# Prompt:
Search the entries for the word "disc" and copy each line that has it.

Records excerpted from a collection
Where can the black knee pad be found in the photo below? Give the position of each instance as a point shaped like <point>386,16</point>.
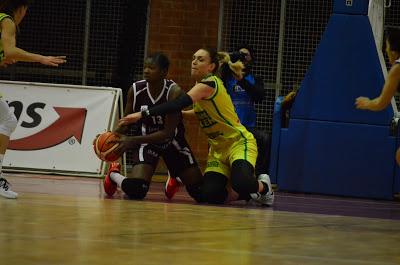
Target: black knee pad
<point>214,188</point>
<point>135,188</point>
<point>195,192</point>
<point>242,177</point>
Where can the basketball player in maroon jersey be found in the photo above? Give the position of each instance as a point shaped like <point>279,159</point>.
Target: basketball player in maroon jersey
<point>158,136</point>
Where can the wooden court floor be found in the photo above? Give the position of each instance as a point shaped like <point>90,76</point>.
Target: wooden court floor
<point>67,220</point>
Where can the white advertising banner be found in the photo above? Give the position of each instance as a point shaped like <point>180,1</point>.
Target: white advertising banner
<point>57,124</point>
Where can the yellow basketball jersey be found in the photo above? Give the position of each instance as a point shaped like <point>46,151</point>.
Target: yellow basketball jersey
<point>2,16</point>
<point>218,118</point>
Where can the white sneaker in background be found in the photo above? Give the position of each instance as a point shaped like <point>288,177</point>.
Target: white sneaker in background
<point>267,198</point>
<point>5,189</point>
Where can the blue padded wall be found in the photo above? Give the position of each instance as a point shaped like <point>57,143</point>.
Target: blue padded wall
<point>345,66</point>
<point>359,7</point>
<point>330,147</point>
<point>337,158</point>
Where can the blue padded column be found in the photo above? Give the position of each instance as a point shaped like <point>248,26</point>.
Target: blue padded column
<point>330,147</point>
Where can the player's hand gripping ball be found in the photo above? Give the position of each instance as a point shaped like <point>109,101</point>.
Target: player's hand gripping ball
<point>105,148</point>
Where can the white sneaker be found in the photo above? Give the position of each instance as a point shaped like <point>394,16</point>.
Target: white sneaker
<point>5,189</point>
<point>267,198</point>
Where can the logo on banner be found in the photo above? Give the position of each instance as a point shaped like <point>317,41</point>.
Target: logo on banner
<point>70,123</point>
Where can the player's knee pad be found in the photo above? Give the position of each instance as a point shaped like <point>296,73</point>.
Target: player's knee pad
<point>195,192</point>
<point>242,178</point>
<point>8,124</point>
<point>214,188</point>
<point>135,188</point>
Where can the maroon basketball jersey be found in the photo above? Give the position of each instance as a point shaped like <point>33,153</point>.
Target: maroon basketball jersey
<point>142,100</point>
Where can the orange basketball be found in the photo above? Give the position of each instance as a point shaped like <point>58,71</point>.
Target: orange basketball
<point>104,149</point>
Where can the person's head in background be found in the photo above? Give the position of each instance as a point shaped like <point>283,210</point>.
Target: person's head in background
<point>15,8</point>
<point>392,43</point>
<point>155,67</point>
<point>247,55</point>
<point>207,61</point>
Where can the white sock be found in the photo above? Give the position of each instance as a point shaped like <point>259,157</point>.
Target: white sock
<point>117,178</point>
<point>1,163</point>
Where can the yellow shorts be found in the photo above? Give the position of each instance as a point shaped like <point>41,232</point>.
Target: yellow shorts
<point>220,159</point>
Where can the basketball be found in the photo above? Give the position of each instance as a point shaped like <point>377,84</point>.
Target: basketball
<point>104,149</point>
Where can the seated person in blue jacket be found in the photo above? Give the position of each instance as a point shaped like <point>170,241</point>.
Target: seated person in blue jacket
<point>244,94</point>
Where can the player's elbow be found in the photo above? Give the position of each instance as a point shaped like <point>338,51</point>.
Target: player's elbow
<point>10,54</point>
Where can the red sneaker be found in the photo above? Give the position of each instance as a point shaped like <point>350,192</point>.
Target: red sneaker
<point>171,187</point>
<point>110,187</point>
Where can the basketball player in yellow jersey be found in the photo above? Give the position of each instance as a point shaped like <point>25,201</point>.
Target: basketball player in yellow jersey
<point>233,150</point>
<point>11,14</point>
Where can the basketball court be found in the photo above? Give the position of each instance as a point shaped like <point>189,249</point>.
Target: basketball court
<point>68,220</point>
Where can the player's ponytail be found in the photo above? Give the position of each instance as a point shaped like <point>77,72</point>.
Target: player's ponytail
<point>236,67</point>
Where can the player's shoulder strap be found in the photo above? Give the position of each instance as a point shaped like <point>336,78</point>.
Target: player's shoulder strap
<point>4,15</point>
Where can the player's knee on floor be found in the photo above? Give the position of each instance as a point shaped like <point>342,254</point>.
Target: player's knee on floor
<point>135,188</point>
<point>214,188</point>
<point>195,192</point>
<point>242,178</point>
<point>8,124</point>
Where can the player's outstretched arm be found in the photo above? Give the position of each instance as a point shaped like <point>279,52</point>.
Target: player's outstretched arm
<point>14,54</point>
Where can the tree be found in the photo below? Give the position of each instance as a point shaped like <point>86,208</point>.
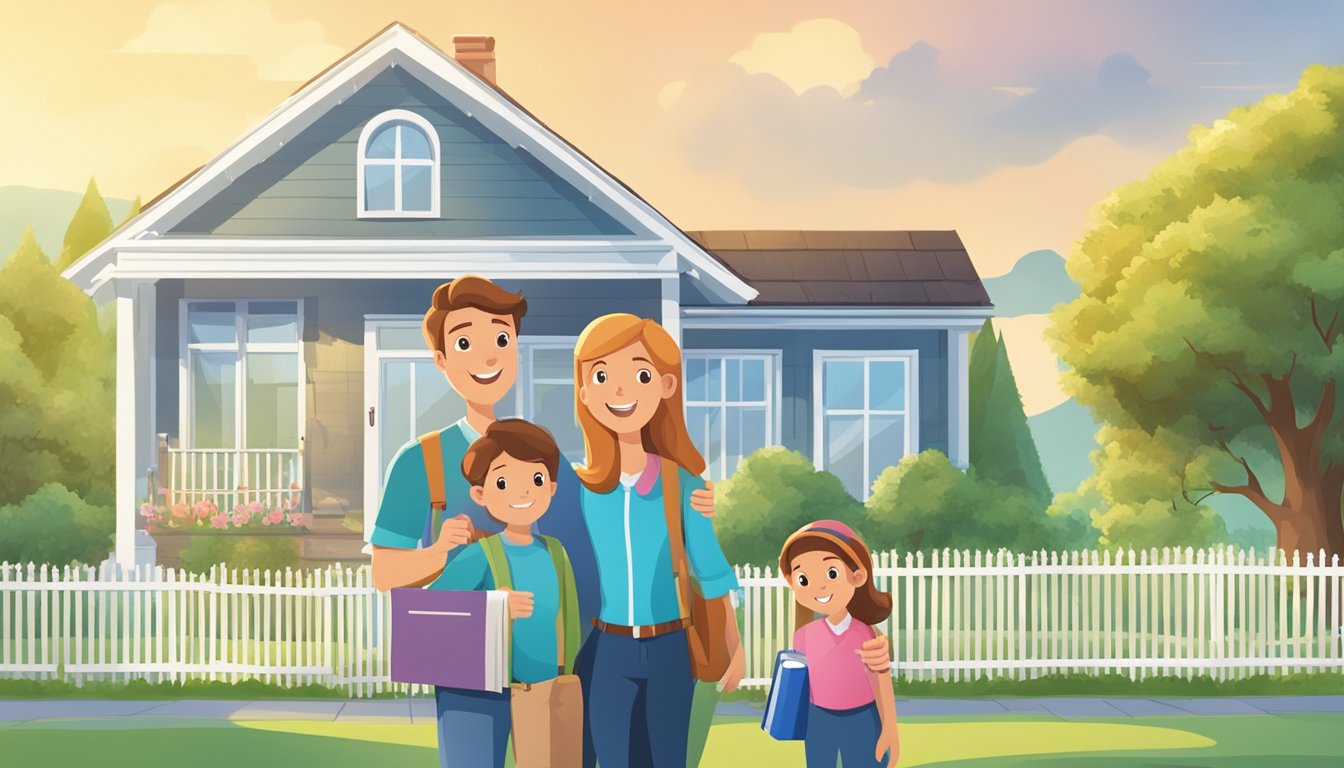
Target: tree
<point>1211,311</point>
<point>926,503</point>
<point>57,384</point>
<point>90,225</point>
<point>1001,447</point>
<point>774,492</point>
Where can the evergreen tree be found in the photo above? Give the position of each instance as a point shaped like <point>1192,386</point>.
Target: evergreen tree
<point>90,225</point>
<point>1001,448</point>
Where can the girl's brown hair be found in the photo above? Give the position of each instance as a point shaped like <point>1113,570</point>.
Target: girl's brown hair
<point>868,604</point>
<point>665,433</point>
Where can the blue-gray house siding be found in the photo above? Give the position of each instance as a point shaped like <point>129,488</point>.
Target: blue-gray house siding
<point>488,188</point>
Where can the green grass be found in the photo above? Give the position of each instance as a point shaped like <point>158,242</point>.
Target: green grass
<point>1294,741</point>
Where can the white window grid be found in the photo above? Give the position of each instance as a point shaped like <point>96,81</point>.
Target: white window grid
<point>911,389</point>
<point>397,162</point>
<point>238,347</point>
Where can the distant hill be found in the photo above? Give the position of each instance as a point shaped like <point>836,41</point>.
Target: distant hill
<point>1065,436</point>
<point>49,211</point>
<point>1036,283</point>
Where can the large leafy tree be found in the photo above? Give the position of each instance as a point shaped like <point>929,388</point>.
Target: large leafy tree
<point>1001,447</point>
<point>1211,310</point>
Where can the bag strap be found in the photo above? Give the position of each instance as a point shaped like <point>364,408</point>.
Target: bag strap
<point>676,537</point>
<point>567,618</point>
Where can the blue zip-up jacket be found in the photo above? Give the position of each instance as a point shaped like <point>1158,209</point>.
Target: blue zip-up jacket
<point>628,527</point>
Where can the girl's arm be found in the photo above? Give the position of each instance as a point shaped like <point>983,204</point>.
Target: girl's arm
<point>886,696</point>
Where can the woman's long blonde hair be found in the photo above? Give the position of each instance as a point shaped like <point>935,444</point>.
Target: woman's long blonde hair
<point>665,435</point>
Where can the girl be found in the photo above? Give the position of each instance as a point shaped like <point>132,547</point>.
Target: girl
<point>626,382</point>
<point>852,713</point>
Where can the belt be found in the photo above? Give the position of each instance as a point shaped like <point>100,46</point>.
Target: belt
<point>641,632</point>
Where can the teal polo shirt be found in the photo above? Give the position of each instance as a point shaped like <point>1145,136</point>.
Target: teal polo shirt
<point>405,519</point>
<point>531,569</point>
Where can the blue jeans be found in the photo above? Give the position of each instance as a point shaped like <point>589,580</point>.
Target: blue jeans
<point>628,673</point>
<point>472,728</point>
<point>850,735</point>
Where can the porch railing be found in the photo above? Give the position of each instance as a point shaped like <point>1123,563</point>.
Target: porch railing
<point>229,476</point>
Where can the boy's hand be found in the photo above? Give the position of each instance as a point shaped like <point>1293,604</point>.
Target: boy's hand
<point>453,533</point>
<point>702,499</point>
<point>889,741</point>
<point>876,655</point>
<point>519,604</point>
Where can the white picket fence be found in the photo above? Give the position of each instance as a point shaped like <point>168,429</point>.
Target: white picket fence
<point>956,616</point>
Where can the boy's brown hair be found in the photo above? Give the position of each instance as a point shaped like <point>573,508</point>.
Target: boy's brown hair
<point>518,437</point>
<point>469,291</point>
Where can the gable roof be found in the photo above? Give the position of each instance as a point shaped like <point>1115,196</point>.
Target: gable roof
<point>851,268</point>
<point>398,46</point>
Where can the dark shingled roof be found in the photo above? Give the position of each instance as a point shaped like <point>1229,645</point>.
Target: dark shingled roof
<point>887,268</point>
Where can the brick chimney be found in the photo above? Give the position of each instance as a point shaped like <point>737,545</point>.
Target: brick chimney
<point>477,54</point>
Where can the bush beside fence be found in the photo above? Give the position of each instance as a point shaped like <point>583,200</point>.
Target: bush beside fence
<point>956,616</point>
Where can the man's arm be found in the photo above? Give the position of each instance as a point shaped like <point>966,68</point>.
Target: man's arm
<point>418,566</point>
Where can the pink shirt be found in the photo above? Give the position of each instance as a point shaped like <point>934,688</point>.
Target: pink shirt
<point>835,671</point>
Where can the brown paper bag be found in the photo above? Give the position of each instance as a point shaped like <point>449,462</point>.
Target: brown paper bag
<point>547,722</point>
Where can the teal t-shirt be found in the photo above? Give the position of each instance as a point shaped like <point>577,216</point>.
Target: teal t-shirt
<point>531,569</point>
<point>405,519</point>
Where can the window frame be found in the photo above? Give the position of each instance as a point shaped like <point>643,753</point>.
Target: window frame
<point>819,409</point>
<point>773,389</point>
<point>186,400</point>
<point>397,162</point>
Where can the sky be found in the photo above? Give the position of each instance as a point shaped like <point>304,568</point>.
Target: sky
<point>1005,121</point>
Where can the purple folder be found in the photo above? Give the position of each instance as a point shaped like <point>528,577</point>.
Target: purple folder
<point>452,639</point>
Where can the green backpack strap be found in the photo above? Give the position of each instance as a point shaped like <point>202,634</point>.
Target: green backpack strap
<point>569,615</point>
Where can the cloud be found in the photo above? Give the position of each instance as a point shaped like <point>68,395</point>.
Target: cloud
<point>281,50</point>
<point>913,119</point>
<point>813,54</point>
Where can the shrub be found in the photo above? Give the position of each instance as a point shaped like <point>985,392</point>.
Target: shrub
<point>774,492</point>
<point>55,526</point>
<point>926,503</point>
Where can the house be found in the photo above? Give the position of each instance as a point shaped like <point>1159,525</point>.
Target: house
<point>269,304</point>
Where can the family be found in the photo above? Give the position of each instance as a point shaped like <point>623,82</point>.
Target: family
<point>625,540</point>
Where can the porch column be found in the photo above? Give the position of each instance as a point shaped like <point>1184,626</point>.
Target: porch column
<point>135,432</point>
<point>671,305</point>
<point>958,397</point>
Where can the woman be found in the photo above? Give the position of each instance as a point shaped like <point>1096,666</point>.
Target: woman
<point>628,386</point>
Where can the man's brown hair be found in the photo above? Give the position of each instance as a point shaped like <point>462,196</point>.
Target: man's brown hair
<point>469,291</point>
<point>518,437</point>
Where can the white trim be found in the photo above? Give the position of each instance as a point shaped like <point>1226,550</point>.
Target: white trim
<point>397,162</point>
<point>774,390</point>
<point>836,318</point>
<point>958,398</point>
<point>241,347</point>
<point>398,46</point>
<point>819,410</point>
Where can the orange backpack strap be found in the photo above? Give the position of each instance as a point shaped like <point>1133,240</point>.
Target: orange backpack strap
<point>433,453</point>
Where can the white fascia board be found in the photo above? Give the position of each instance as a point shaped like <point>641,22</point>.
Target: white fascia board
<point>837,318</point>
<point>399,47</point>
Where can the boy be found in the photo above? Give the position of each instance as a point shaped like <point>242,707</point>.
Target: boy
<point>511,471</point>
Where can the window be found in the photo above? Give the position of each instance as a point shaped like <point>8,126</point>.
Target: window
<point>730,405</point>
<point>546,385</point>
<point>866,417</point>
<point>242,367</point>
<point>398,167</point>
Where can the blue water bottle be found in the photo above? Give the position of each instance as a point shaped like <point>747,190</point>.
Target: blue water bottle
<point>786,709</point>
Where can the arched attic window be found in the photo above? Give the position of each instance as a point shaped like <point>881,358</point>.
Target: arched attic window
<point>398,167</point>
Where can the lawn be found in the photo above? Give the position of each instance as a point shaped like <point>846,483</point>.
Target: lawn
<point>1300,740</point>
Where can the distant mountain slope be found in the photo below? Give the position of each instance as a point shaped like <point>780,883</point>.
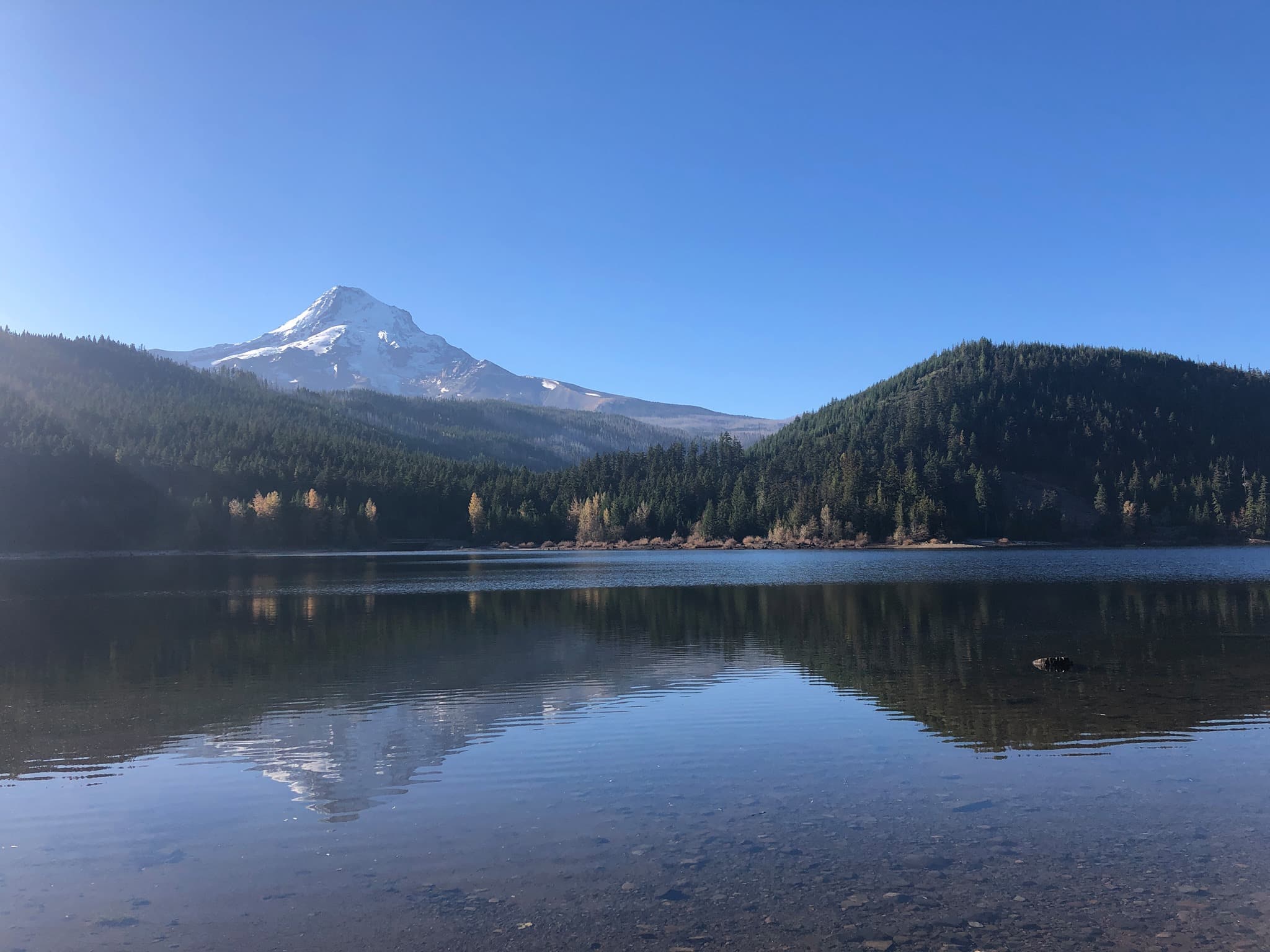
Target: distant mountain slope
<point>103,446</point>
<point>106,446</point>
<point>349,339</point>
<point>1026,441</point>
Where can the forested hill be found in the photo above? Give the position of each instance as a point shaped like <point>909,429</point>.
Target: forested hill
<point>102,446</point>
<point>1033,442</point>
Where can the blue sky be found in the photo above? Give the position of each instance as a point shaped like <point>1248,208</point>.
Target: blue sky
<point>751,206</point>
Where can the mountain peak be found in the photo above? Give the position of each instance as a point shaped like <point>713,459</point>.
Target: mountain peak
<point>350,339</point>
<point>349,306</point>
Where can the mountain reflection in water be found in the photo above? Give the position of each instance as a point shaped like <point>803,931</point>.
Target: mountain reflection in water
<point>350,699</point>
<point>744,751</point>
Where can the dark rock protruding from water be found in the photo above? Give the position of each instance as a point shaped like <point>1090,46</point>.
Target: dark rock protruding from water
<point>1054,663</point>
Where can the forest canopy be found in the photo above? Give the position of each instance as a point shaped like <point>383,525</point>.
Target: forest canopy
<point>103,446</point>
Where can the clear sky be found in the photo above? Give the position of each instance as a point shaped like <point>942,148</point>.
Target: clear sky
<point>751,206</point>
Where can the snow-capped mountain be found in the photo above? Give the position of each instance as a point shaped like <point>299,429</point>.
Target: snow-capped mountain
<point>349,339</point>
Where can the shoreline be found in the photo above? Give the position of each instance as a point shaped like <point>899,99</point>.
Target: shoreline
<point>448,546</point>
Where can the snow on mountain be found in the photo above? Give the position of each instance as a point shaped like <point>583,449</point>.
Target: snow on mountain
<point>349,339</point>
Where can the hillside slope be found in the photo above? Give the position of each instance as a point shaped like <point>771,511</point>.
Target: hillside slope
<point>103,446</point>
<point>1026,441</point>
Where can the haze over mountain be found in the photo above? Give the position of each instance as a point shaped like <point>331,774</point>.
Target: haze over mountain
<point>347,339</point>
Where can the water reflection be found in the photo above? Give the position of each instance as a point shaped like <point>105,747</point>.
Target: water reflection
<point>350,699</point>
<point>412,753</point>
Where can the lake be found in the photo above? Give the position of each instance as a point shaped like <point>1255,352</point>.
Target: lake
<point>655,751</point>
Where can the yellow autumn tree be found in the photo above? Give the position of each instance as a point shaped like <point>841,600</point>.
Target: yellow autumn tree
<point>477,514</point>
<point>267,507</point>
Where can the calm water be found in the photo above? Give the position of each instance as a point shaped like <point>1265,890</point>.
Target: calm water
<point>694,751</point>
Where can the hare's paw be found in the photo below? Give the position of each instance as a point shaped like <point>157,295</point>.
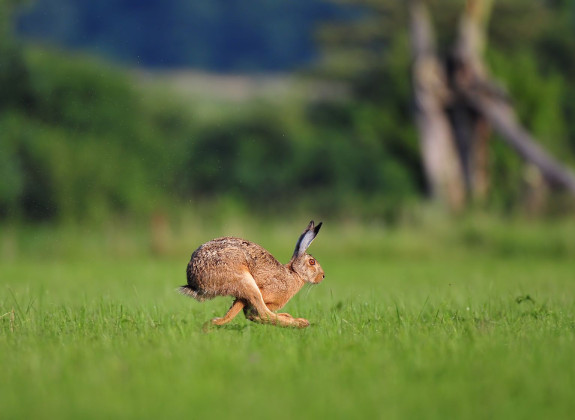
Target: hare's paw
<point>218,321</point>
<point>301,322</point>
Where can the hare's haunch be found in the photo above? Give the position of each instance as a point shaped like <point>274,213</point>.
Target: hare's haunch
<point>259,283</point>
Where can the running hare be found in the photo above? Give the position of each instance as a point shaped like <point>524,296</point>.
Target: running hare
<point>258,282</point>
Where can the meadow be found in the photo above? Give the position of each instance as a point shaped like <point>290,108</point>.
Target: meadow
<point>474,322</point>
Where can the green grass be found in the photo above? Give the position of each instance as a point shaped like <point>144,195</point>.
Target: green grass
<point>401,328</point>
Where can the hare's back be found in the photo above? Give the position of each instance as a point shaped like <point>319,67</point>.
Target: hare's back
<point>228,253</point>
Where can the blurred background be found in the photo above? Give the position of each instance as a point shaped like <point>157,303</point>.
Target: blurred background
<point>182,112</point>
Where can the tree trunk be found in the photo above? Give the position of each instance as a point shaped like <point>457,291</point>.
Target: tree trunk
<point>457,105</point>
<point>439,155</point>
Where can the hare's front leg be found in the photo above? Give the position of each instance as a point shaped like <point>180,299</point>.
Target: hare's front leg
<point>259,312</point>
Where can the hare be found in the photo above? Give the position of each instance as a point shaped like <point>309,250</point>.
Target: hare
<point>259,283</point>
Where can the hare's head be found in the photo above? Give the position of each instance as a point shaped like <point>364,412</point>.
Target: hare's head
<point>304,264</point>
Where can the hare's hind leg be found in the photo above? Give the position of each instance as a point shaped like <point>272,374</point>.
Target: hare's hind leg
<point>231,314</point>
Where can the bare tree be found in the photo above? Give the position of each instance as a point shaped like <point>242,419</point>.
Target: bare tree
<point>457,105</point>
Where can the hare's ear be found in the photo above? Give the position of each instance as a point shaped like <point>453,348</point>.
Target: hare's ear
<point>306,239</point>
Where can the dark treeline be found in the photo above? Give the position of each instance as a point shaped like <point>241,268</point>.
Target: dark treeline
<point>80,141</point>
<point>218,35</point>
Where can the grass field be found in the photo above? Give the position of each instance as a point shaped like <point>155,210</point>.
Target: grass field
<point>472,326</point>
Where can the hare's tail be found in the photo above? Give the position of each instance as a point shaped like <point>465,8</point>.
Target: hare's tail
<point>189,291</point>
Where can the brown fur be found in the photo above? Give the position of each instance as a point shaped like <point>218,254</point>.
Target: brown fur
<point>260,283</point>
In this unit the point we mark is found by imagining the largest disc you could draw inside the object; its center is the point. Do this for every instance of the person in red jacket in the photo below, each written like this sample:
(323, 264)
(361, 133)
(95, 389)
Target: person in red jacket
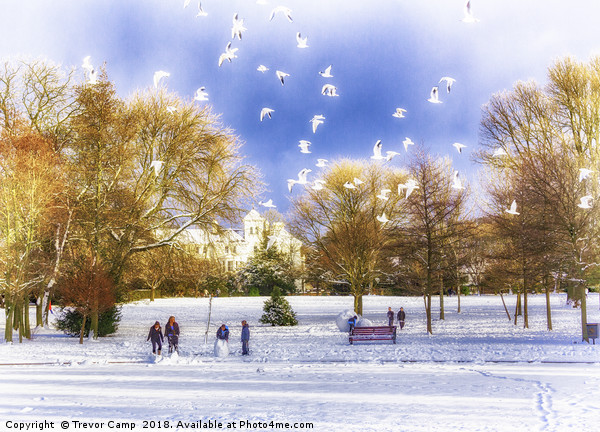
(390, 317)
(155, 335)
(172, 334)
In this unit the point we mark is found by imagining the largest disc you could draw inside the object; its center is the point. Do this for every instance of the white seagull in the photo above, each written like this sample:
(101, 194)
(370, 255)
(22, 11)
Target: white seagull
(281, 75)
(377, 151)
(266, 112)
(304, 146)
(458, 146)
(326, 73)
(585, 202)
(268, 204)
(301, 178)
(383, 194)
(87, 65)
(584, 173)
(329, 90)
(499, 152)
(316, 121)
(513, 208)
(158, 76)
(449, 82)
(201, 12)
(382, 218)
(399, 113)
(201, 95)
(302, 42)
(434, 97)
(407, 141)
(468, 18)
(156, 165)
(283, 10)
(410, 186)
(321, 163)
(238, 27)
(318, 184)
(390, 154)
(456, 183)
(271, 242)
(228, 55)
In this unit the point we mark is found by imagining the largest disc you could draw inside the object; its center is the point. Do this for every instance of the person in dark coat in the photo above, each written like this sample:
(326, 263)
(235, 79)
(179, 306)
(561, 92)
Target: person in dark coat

# Result:
In this unit the point we mark is found by imagining the largest disc you could draw inside the object; its center is the point. Do this for every instance of the person in red jacket in the photo below, each written like this sample:
In this unit the point we mark is found by imagining the largest disc you could draw inside the object; its center is the point. Do this for every instance of the white seagull in the photo above, each written like this sample:
In this unit the point we mark is found by imagining the largest disc you could draw inside the object; its center is the point. Do this for every instance of the person in dark coat in the photo above, each written like this sample:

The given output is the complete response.